■ **Work to be completed**
Report every line in the data below that contains the word "stone", copying each such line in full. Case counts.

────────

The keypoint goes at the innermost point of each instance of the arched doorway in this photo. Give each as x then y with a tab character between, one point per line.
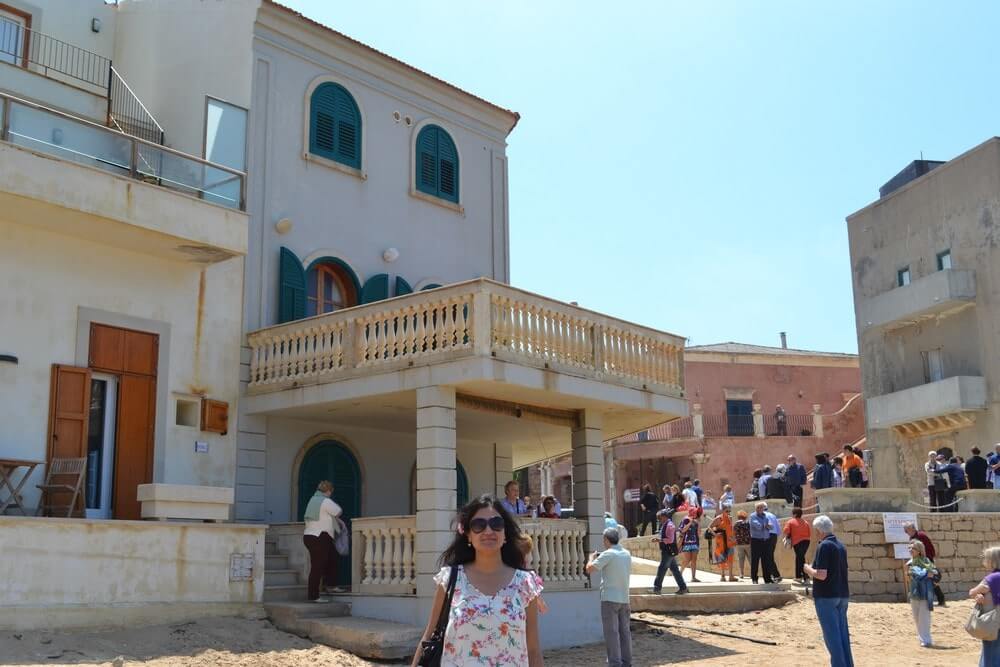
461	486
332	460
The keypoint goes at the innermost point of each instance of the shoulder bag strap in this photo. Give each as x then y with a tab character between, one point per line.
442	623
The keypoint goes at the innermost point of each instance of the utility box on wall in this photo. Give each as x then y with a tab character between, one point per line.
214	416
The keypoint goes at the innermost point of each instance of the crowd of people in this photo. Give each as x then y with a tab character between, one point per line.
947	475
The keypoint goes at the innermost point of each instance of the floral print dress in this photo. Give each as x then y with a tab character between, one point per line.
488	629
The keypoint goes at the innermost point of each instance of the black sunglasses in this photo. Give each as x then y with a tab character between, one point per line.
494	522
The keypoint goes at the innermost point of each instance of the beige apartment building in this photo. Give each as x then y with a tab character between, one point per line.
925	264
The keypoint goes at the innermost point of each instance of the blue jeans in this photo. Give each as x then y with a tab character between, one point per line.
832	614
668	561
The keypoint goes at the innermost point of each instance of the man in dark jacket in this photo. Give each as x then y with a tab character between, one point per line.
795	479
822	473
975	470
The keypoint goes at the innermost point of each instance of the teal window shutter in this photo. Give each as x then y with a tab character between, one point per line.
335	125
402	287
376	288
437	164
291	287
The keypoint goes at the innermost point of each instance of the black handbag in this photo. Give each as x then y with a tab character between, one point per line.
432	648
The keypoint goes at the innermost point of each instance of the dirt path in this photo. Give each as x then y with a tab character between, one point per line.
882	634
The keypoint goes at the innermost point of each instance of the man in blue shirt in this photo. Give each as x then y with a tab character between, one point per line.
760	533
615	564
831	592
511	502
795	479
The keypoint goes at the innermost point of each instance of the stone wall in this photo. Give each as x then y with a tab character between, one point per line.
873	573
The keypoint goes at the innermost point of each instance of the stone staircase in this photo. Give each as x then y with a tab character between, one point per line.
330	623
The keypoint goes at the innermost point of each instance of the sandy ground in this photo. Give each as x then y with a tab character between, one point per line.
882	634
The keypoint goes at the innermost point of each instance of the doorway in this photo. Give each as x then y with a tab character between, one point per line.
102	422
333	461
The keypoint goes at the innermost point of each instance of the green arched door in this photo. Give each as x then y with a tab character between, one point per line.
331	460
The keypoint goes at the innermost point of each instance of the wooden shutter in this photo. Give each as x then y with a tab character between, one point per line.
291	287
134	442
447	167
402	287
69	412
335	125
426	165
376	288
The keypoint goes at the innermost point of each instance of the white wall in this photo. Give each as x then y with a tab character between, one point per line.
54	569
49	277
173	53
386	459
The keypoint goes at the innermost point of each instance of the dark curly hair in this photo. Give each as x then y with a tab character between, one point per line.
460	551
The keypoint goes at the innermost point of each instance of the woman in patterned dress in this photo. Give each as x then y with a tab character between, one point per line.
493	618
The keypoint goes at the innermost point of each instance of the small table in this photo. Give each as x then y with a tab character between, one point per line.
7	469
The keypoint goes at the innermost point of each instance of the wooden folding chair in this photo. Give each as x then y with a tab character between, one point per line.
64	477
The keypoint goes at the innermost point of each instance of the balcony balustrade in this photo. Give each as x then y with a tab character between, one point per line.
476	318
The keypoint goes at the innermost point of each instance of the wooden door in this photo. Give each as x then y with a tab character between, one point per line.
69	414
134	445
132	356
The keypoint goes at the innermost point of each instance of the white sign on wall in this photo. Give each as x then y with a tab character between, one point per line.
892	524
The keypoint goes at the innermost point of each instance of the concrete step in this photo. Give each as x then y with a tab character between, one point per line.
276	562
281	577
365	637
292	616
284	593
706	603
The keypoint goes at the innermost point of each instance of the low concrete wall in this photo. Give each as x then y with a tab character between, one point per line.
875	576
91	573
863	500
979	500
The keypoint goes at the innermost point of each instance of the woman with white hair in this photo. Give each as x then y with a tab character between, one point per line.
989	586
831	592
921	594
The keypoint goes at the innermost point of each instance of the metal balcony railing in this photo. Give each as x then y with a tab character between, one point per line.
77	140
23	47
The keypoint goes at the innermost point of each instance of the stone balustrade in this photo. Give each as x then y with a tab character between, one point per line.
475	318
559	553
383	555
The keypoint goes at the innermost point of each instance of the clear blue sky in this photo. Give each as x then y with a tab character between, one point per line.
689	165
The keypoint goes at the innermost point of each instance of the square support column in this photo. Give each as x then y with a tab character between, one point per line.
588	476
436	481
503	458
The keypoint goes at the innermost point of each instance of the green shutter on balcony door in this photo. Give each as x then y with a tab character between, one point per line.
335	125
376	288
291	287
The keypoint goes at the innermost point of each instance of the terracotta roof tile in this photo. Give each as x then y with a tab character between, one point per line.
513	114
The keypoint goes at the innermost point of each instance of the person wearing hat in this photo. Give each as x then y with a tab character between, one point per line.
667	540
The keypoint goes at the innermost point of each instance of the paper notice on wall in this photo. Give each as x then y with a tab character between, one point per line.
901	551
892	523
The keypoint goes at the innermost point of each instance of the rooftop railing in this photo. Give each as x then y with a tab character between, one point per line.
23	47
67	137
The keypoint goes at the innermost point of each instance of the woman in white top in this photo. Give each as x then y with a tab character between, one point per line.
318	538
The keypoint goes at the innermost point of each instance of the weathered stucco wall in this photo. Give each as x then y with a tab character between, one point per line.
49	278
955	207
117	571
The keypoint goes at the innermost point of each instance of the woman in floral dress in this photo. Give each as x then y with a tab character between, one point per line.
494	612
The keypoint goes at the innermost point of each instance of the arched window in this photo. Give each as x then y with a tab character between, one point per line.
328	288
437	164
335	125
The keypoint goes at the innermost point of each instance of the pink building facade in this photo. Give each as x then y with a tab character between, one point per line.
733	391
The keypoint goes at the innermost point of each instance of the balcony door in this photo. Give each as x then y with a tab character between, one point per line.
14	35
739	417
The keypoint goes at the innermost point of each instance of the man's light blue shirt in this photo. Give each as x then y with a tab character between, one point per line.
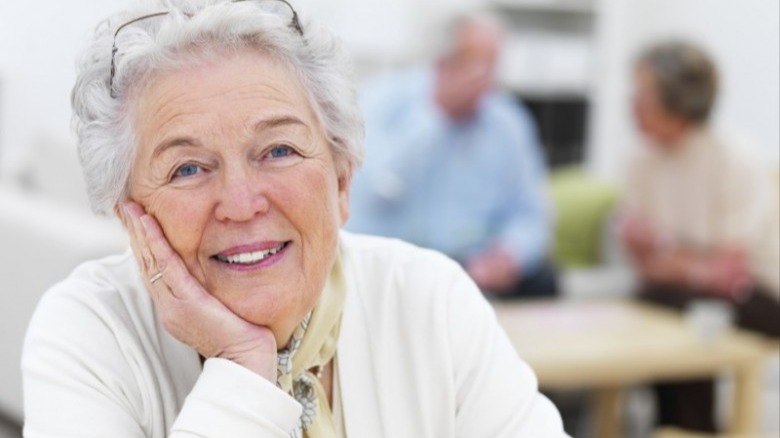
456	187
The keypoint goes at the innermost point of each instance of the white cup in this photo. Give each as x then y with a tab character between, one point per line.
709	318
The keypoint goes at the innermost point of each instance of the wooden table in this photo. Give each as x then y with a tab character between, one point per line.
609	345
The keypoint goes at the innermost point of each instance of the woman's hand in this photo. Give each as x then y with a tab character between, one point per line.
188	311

────────

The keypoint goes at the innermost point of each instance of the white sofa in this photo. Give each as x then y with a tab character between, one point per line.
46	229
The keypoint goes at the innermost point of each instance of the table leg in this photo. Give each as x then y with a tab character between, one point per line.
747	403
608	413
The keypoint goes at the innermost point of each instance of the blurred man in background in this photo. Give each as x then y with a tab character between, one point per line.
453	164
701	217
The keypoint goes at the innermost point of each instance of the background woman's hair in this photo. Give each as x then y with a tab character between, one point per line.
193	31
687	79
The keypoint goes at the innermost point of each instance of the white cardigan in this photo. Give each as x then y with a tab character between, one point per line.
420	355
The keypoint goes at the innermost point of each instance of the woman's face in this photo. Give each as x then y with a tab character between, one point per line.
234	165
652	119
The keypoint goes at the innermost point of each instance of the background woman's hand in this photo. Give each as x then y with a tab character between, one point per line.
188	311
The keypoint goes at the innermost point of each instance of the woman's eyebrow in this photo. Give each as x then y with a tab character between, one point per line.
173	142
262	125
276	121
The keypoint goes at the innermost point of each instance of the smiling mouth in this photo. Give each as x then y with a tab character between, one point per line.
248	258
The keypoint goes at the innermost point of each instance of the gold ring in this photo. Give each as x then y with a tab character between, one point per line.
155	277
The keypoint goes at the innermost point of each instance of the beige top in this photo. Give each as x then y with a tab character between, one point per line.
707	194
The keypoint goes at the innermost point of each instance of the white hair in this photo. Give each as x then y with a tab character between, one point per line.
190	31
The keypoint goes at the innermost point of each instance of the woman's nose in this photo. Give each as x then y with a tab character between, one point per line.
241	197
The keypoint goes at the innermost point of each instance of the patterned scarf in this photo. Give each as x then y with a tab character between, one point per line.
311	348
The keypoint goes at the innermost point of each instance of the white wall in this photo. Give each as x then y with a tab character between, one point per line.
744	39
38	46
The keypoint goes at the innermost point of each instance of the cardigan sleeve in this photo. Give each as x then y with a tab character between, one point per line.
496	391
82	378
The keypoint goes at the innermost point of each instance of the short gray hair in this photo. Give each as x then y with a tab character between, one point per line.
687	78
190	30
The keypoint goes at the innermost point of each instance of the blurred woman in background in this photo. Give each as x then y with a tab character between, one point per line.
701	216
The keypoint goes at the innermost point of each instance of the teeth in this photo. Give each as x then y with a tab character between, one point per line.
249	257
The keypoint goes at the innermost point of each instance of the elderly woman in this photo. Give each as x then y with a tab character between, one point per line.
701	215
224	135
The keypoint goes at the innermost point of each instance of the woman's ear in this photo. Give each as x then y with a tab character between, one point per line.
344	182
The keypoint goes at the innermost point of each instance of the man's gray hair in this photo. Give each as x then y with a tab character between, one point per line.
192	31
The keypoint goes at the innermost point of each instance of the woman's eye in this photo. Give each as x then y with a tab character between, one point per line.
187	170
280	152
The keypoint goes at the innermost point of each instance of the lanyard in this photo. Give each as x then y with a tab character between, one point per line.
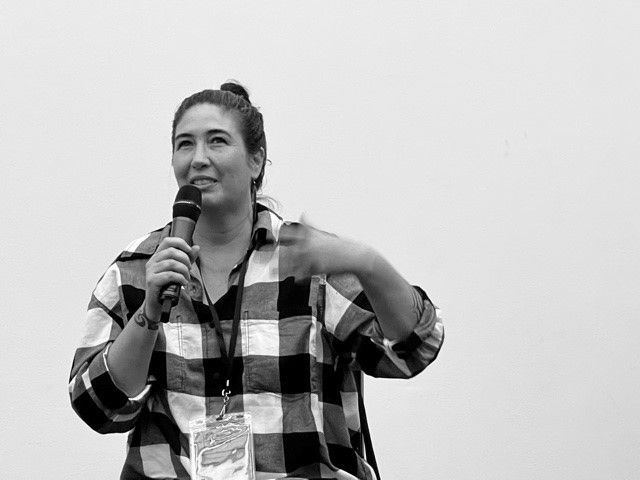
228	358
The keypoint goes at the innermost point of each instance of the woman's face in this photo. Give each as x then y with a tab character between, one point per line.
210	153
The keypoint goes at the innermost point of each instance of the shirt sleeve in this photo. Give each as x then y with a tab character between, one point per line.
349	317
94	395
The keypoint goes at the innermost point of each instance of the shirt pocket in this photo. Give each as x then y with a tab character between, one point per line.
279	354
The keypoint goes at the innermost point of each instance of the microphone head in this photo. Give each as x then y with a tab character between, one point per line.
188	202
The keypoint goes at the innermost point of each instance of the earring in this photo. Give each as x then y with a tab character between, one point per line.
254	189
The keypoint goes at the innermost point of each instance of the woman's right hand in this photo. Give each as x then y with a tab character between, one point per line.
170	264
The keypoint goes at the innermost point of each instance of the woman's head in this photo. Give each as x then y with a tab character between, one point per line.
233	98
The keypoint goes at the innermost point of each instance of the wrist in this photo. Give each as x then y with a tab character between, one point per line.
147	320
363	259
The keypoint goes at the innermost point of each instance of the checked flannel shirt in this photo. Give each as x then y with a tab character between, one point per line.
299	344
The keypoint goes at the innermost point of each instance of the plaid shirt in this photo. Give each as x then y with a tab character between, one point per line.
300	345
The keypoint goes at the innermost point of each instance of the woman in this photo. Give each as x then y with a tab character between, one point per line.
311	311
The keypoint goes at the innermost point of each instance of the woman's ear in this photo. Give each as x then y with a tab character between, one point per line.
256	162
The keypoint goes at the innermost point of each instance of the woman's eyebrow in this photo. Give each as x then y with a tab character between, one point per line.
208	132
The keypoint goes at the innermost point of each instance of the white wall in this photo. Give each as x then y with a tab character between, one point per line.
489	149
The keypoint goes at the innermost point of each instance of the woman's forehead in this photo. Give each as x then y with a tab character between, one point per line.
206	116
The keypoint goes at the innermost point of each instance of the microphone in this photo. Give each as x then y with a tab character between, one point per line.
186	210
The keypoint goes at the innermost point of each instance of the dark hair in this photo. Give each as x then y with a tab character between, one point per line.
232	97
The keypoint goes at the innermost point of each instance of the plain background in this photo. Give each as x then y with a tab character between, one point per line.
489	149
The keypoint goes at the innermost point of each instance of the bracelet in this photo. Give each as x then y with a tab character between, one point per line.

────────

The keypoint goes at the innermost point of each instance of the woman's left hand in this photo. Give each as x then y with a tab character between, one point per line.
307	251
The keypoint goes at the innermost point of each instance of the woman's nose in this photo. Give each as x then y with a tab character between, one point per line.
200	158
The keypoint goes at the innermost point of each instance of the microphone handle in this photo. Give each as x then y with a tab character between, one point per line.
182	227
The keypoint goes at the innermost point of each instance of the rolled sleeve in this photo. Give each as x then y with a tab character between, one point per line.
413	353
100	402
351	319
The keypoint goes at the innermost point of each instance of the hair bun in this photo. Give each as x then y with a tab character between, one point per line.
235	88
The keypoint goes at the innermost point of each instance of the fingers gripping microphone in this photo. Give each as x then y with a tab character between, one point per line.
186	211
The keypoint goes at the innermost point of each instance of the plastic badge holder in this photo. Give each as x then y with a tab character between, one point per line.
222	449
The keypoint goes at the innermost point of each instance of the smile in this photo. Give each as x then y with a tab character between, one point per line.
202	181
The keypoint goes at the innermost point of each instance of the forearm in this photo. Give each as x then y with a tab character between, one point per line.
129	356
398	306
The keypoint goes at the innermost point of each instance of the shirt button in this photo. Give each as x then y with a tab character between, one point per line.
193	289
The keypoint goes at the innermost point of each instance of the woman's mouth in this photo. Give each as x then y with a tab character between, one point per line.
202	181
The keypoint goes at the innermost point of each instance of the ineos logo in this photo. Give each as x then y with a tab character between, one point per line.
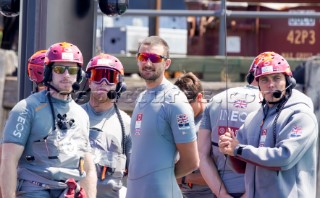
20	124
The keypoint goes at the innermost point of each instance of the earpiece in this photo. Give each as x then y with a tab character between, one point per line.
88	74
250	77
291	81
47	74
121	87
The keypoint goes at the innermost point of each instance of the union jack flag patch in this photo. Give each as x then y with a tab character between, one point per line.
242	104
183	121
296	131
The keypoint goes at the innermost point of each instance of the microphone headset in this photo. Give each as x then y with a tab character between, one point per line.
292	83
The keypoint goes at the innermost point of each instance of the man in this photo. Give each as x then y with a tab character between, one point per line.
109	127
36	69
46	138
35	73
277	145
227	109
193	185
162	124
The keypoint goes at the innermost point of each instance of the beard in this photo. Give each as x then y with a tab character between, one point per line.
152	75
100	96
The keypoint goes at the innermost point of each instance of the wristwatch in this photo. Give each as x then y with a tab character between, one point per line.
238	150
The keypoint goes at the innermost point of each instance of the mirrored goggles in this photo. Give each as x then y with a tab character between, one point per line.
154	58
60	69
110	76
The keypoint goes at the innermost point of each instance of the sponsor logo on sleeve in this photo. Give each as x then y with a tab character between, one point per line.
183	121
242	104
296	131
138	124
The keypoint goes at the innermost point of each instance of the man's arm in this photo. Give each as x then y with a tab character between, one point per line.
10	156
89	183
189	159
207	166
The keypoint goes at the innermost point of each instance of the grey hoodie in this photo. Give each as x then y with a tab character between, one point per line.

────────

■ **Written solution**
The keypoint goes at the innermost point of each instance of the stone wall in this photo. Give each as x then y with a tab character between, one point per line.
The keypoint goes at the innermost point of each instance of the stone staircase in this photo. Give each as x then y with a tab character between, one point per line.
The keypoint goes at the innermost point of each instance of the stone balustrade in this photo. Give each as x then y with a tab character between, one point per line.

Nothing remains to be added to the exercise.